AIM - Find every line below that contains the word "trouser", and copy each of those lines.

SUPPLIED DATA -
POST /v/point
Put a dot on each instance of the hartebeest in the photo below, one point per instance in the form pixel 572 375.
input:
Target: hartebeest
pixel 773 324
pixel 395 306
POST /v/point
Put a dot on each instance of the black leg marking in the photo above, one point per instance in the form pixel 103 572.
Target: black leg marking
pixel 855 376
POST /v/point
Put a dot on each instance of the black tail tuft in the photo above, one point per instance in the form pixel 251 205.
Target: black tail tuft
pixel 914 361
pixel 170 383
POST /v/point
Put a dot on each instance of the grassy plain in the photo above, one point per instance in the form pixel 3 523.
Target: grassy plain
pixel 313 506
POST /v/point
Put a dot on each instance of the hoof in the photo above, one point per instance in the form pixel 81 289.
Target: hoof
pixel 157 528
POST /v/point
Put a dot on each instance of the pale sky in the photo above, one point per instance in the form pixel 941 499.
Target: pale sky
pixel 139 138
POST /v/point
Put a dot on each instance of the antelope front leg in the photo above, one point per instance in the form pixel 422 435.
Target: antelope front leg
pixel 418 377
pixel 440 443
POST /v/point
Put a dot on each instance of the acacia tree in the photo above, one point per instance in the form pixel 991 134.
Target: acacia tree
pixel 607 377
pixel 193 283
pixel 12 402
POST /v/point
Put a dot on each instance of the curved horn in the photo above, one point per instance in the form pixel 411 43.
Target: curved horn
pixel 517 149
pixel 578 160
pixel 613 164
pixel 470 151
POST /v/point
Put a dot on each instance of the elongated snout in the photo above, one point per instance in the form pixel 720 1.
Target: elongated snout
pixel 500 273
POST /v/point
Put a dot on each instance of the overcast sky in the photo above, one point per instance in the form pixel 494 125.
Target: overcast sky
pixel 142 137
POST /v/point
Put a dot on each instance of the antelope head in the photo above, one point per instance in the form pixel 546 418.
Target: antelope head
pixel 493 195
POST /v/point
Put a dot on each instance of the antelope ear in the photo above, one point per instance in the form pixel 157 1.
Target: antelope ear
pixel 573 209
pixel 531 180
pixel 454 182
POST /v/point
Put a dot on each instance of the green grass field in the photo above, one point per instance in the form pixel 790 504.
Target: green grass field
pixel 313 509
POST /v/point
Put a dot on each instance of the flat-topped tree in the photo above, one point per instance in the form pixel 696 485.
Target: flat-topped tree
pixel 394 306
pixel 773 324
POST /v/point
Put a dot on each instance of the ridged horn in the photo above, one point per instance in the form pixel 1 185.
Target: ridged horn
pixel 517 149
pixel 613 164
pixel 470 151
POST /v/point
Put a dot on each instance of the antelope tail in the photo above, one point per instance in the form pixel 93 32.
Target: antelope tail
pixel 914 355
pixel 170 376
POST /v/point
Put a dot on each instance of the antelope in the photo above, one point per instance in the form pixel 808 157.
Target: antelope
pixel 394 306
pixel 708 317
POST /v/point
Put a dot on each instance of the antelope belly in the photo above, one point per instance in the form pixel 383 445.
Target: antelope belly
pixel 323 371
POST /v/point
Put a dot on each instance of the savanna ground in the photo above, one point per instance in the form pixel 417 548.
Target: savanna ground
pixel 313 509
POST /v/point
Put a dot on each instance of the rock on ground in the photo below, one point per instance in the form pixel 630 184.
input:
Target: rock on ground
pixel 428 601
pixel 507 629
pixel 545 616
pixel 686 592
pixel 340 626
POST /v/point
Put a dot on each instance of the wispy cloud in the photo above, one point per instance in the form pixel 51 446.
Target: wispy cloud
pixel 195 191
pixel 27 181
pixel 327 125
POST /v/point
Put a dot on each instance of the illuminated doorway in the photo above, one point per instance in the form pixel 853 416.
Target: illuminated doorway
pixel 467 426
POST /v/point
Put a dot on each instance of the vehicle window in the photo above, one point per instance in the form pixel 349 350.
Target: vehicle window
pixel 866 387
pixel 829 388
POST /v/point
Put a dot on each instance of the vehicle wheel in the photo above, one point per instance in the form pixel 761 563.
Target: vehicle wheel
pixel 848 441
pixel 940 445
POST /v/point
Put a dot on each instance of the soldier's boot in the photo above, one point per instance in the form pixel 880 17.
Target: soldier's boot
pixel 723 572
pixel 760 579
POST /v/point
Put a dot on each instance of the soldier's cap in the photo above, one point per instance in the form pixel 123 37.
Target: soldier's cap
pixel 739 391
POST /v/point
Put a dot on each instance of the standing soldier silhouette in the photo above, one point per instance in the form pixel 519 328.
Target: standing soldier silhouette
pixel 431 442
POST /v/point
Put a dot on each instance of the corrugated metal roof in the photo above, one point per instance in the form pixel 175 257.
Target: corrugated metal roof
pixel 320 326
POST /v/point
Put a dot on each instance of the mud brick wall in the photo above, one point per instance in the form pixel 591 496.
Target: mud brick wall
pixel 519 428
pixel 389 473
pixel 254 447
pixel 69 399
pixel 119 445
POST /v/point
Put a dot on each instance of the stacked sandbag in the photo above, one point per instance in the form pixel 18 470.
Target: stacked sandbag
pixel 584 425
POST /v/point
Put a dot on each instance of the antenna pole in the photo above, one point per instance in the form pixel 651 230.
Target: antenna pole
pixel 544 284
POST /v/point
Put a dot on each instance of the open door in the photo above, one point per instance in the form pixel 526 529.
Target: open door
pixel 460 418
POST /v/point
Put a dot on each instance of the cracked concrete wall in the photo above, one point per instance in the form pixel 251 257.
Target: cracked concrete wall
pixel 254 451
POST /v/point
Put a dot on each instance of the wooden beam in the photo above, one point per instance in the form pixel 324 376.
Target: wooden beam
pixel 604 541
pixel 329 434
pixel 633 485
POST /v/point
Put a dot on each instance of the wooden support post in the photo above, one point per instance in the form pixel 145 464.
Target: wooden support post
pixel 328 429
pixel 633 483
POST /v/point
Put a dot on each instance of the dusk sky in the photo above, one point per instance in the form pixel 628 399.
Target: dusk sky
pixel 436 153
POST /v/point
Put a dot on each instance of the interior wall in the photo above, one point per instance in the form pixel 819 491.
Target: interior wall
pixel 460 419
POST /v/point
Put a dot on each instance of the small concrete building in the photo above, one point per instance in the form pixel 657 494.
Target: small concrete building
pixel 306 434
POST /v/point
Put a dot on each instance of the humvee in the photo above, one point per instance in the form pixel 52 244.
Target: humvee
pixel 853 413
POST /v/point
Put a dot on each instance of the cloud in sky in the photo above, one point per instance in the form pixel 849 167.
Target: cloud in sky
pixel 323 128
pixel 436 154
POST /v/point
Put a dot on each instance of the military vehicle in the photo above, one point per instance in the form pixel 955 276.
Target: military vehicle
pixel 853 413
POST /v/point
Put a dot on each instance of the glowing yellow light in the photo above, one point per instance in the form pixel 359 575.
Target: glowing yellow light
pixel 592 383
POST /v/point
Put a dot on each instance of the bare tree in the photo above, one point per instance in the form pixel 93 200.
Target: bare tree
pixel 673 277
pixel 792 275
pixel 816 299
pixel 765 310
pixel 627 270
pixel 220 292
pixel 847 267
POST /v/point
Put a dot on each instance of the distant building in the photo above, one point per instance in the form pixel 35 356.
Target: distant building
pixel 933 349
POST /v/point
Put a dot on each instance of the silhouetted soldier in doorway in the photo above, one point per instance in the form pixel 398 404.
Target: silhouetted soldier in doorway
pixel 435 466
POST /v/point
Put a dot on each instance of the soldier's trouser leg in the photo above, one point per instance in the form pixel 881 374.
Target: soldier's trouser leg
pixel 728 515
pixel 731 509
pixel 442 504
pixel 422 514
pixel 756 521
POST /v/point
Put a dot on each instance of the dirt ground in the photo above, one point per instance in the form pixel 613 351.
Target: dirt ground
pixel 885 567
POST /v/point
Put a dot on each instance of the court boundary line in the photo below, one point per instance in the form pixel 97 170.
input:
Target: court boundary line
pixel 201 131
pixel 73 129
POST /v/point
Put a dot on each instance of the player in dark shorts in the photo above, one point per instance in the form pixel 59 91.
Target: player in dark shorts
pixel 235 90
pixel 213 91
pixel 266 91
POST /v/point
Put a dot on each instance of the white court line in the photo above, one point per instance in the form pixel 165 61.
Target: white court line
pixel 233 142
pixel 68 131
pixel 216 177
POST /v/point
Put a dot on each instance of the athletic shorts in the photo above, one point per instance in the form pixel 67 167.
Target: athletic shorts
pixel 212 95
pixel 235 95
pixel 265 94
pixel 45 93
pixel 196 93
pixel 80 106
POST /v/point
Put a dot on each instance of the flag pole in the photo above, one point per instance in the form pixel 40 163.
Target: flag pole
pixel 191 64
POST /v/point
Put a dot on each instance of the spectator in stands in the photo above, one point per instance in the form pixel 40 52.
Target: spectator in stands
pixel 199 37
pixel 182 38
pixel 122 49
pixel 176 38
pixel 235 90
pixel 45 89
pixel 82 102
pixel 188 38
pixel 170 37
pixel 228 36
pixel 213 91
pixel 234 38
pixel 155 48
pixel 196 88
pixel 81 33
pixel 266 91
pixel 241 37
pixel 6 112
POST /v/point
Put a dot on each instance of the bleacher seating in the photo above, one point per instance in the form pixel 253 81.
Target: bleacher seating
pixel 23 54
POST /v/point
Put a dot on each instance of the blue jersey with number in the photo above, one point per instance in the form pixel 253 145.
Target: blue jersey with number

EXPECTED OUTPUT -
Put a dot on each instance of the soldier's trouser leg in the photo above, one point per instance in the form pixel 881 374.
Target: soldier's trouser leg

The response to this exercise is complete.